- **WORK TO COMPLETE**: Look in the data below for the line that contains "x=556, y=163". Copy that line and the remaining lines exactly.

- **EXTRACTED ENTRIES**:
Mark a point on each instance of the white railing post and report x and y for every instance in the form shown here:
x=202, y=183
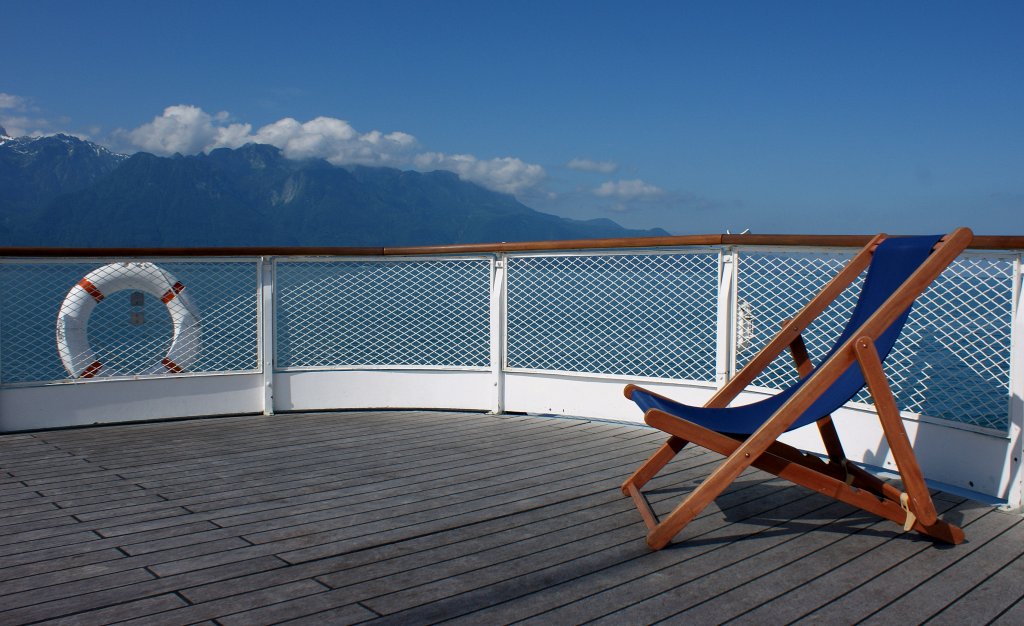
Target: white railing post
x=498, y=311
x=725, y=359
x=266, y=343
x=1015, y=493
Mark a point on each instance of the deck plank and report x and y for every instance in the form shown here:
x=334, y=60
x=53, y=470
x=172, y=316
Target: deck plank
x=412, y=516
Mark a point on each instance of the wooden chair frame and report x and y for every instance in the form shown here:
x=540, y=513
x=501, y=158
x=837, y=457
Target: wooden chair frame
x=836, y=477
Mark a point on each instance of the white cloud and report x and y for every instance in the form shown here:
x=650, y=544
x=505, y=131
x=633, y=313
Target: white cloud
x=587, y=165
x=628, y=190
x=9, y=100
x=181, y=128
x=506, y=174
x=188, y=129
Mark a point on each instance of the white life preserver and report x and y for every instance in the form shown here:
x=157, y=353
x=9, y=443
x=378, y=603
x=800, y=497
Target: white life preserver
x=73, y=321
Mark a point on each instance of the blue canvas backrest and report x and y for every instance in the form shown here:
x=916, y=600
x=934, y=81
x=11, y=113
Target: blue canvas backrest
x=892, y=263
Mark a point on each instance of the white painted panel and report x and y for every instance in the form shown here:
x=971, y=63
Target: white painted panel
x=123, y=401
x=320, y=390
x=950, y=456
x=588, y=395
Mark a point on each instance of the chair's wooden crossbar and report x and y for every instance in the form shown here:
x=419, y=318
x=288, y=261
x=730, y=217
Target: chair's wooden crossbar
x=755, y=449
x=801, y=469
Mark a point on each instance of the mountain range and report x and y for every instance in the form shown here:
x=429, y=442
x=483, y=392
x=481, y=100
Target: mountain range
x=61, y=191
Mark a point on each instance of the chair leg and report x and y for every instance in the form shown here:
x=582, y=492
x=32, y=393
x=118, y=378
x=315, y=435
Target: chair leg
x=899, y=444
x=653, y=464
x=791, y=464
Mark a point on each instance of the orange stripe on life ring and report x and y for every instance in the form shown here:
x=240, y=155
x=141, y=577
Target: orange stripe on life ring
x=170, y=293
x=172, y=367
x=91, y=289
x=92, y=370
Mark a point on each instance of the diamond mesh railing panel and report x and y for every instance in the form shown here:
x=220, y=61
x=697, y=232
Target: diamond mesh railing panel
x=88, y=320
x=636, y=315
x=383, y=314
x=952, y=359
x=775, y=287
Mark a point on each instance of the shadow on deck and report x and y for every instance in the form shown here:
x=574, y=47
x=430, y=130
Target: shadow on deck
x=412, y=517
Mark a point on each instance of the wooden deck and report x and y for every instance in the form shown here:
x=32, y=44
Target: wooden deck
x=414, y=517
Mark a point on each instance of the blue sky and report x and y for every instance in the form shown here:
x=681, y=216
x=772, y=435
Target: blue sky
x=779, y=117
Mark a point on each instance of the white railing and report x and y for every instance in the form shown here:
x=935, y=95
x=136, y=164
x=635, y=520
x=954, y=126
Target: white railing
x=537, y=331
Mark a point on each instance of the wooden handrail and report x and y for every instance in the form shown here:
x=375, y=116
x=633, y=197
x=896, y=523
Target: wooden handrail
x=997, y=242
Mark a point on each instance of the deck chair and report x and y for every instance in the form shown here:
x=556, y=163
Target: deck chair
x=899, y=268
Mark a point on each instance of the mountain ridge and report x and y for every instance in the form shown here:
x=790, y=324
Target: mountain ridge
x=62, y=191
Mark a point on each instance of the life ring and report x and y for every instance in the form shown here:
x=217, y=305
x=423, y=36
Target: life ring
x=73, y=321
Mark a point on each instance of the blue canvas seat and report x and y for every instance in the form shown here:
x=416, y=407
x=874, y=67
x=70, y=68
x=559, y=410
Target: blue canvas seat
x=899, y=268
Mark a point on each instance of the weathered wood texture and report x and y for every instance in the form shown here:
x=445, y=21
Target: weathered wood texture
x=415, y=517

- **OUTPUT OF THE TASK**:
x=556, y=163
Target: deck chair
x=899, y=268
Mark a point on each instance of the mountain ridge and report x and y for every instance in the form shown here:
x=790, y=324
Target: mountain ridge
x=62, y=191
Mark a point on each instance of the life ring and report x and y for every instance in the form shown here:
x=217, y=305
x=423, y=36
Target: life ring
x=73, y=321
Mark a point on each instance of the blue canvas seat and report x and y for every instance in the form shown here:
x=416, y=407
x=874, y=67
x=70, y=68
x=559, y=410
Target: blue canvas seat
x=899, y=268
Mark a point on each instance of the weathered wood texture and report x and y for every instance in the form shown here:
x=445, y=21
Target: weathered wood texture
x=415, y=517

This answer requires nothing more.